I think my bipolar meds are making me feel worse

A drawing of a pill bottle, several pills, and a syringe.

Seeking treatment for bipolar disorder can be hard. Even just figuring out that you have bipolar disorder is hard enough! Taking the first steps to get better is really brave. But it can be really discouraging when you start a treatment… only to discover that it’s actually making you feel worse!

First off, know that this isn’t unusual. Many people experience side-effects from their medications. It’s also not the end of the road—when you know what doesn’t work, you’re one step closer to finding what does work. It’s all part of the recovery process.

Side-effects

Pretty much all medications have side-effects. Some are really serious, and others are just strange or annoying. Everyone’s body is different: not everyone experiences every side-effect to the same degree. Some people might not notice any at all.

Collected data

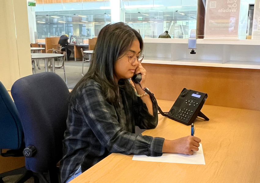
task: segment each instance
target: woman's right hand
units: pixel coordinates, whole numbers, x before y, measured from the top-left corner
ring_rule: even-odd
[[[199,143],[201,141],[198,137],[191,136],[173,140],[165,140],[162,146],[162,152],[192,155],[194,151],[199,150]]]

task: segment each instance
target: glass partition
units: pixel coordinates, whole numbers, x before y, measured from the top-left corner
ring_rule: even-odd
[[[167,31],[172,38],[188,38],[196,28],[197,2],[182,1],[125,1],[125,22],[143,38],[158,38]]]
[[[111,22],[110,10],[80,12],[36,12],[38,38],[59,37],[66,34],[69,37],[74,35],[84,39],[91,38],[97,36],[101,29]]]

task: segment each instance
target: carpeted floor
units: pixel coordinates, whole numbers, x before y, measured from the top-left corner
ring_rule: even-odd
[[[38,70],[37,66],[36,67],[36,73],[39,73],[43,72],[45,72],[44,68],[44,61],[43,60],[39,60],[40,62],[40,70]],[[35,60],[35,64],[36,62]],[[61,65],[61,62],[59,62],[59,65]],[[89,67],[89,63],[85,63],[84,64],[84,73],[85,74]],[[55,61],[55,65],[58,65],[58,62]],[[82,78],[82,76],[81,73],[82,71],[82,61],[65,61],[65,70],[66,71],[66,76],[67,76],[67,84],[68,88],[70,89],[72,89],[74,88],[75,85],[79,82],[80,80]],[[64,74],[64,71],[63,69],[56,69],[55,71],[56,73],[62,78],[65,82],[65,77]]]

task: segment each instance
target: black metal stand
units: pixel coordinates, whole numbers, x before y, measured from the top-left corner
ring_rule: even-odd
[[[201,112],[201,111],[199,111],[199,113],[198,114],[198,116],[199,117],[202,117],[203,118],[204,118],[207,121],[208,121],[210,120],[210,119],[209,119],[204,114]]]

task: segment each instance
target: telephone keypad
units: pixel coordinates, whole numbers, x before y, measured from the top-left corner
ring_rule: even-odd
[[[181,109],[179,112],[181,112],[182,110]],[[176,117],[180,119],[188,121],[190,119],[191,116],[192,115],[192,113],[193,112],[193,111],[186,108],[184,108],[183,110],[178,115],[178,114],[177,114]]]

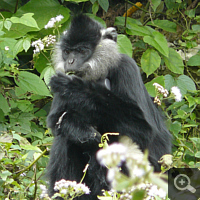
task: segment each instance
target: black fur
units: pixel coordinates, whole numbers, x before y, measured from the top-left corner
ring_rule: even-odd
[[[96,22],[91,22],[87,17],[84,20],[87,21],[84,27],[80,24],[83,21],[76,21],[71,30],[73,37],[66,36],[63,41],[73,38],[74,41],[69,40],[73,46],[82,43],[82,40],[87,42],[85,38],[91,41],[88,34],[91,35],[93,31],[100,33],[100,29],[91,26]],[[99,27],[99,24],[96,26]],[[85,35],[79,38],[77,30],[81,31],[82,28]],[[87,33],[87,30],[90,32]],[[96,45],[99,41],[98,36]],[[79,182],[87,163],[89,168],[83,182],[90,188],[91,194],[79,199],[95,200],[102,189],[109,188],[106,169],[97,163],[95,157],[101,135],[106,132],[119,132],[120,136],[130,137],[141,150],[149,149],[149,160],[155,171],[160,171],[157,163],[160,157],[171,152],[170,133],[146,91],[138,66],[128,56],[119,56],[118,63],[108,69],[106,78],[110,81],[109,89],[96,80],[64,73],[57,73],[51,79],[54,99],[48,126],[55,139],[48,167],[50,195],[55,192],[55,181],[67,179]],[[111,143],[117,140],[117,136],[110,137]]]

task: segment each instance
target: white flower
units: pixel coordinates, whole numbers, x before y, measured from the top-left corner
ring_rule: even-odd
[[[40,189],[42,190],[42,193],[40,195],[40,198],[48,197],[47,187],[45,185],[40,185]]]
[[[110,168],[107,173],[107,180],[112,182],[115,178],[116,168]]]
[[[63,19],[64,17],[62,15],[56,16],[56,21],[59,22]]]
[[[169,92],[160,84],[154,83],[153,86],[158,90],[160,94],[163,94],[163,96],[166,98],[169,94]]]
[[[33,50],[33,52],[34,52],[34,54],[36,54],[44,49],[44,43],[41,39],[39,39],[39,40],[32,42],[32,47],[35,47],[35,50]]]
[[[10,49],[9,46],[5,46],[6,51],[9,51],[9,49]]]
[[[182,94],[178,87],[176,87],[176,86],[172,87],[171,93],[174,95],[175,101],[179,102],[182,100]]]
[[[135,166],[133,171],[132,171],[132,175],[135,175],[136,177],[142,177],[145,175],[145,170],[142,168],[138,168],[138,166]]]
[[[76,181],[68,181],[65,179],[61,179],[60,181],[55,182],[54,190],[59,191],[59,193],[67,194],[70,189],[74,189],[74,191],[78,193],[89,194],[90,189],[83,183],[77,183]]]
[[[97,160],[103,166],[120,166],[126,160],[127,148],[120,143],[113,143],[97,152]]]
[[[56,17],[51,18],[48,23],[44,26],[45,29],[53,28],[56,22],[60,22],[64,17],[62,15],[58,15]]]

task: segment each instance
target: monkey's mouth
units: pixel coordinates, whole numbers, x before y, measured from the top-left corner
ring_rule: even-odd
[[[66,75],[75,75],[75,74],[76,74],[75,71],[67,71],[67,72],[66,72]]]
[[[77,71],[75,71],[75,70],[69,70],[69,71],[66,71],[65,72],[65,74],[66,75],[75,75],[75,76],[78,76],[78,77],[84,77],[85,76],[85,74],[86,74],[86,72],[84,72],[84,71],[81,71],[81,70],[77,70]]]

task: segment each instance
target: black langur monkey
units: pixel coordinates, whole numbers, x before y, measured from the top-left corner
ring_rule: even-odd
[[[53,62],[58,72],[50,81],[54,99],[47,123],[54,134],[48,176],[49,194],[60,179],[83,182],[95,200],[109,189],[106,169],[96,161],[101,136],[117,132],[128,136],[160,171],[158,160],[171,152],[171,136],[152,102],[135,61],[117,49],[114,28],[104,29],[85,15],[74,17],[57,43]],[[68,75],[72,73],[72,75]],[[110,142],[118,141],[111,136]],[[134,153],[134,152],[133,152]]]

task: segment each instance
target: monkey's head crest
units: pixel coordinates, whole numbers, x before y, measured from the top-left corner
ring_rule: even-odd
[[[80,14],[72,19],[69,30],[63,37],[65,44],[75,46],[80,43],[89,43],[96,46],[101,39],[101,26],[90,17]]]

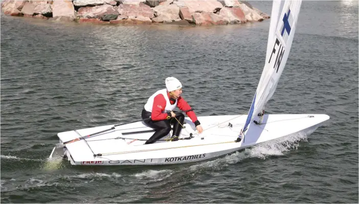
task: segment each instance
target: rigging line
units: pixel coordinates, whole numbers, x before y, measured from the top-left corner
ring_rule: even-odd
[[[76,133],[77,133],[77,134],[80,136],[80,138],[81,138],[81,137],[82,137],[82,136],[81,135],[80,135],[80,133],[79,133],[77,132],[77,131],[76,131],[76,130],[74,130],[74,131],[75,131]],[[90,150],[91,150],[91,151],[92,151],[92,154],[94,154],[94,155],[95,155],[95,153],[94,153],[94,151],[92,150],[92,149],[91,148],[91,147],[90,147],[89,145],[88,145],[88,143],[87,143],[87,140],[86,140],[84,139],[83,139],[83,140],[85,141],[85,142],[86,143],[86,144],[87,145],[87,146],[88,146],[88,148],[89,148],[89,149],[90,149]]]
[[[214,127],[215,127],[215,126],[219,126],[219,125],[220,124],[223,124],[223,123],[225,123],[225,122],[228,122],[228,121],[231,121],[231,120],[233,120],[233,119],[236,119],[236,118],[238,118],[238,117],[240,117],[240,116],[242,116],[242,115],[244,115],[244,114],[239,115],[239,116],[236,116],[236,117],[234,117],[233,118],[230,119],[229,119],[229,120],[227,120],[227,121],[224,121],[224,122],[221,122],[220,123],[218,123],[218,124],[217,124],[214,125],[212,126],[212,127],[208,128],[207,129],[204,130],[203,132],[205,132],[205,131],[207,131],[207,130],[210,129],[211,129],[211,128],[214,128]],[[196,131],[195,131],[195,132],[196,131],[197,131],[196,130]],[[194,133],[193,135],[198,135],[198,133]]]
[[[272,121],[272,122],[265,122],[265,123],[261,123],[261,124],[263,124],[270,123],[271,123],[271,122],[279,122],[279,121],[284,121],[284,120],[297,120],[297,119],[298,119],[305,118],[307,118],[307,117],[308,117],[308,116],[306,116],[306,117],[301,117],[301,118],[298,118],[285,119],[283,119],[283,120],[276,120],[276,121]]]
[[[216,143],[203,144],[198,144],[198,145],[195,145],[182,146],[179,146],[179,147],[159,148],[157,149],[143,149],[143,150],[138,150],[127,151],[119,151],[119,152],[108,152],[108,153],[101,154],[101,156],[102,155],[121,155],[122,154],[137,153],[137,152],[144,152],[144,151],[156,151],[156,150],[159,150],[171,149],[175,149],[175,148],[177,148],[191,147],[194,147],[194,146],[209,145],[212,145],[212,144],[229,143],[232,143],[232,142],[236,142],[236,141],[228,141],[228,142],[218,142],[218,143]]]

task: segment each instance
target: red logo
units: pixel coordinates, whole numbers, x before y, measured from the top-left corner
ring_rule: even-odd
[[[89,161],[88,162],[81,162],[81,164],[103,164],[103,161]]]

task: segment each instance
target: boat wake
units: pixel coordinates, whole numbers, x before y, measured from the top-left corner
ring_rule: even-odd
[[[10,155],[0,155],[0,158],[2,159],[11,159],[11,160],[26,160],[26,161],[36,161],[37,162],[43,162],[44,160],[41,159],[28,159],[28,158],[18,158],[16,156],[11,156]]]
[[[285,152],[297,149],[300,145],[300,142],[306,141],[307,138],[305,134],[292,135],[260,143],[224,157],[195,164],[191,166],[190,168],[193,171],[208,169],[220,171],[229,164],[236,164],[249,158],[265,160],[273,156],[284,155]]]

> **Problem**
Write out the passage from the text on bipolar medication side-effects, from "Pretty much all" to "any at all.".

> **Exercise solution**
Pretty much all medications have side-effects. Some are really serious, and others are just strange or annoying. Everyone’s body is different: not everyone experiences every side-effect to the same degree. Some people might not notice any at all.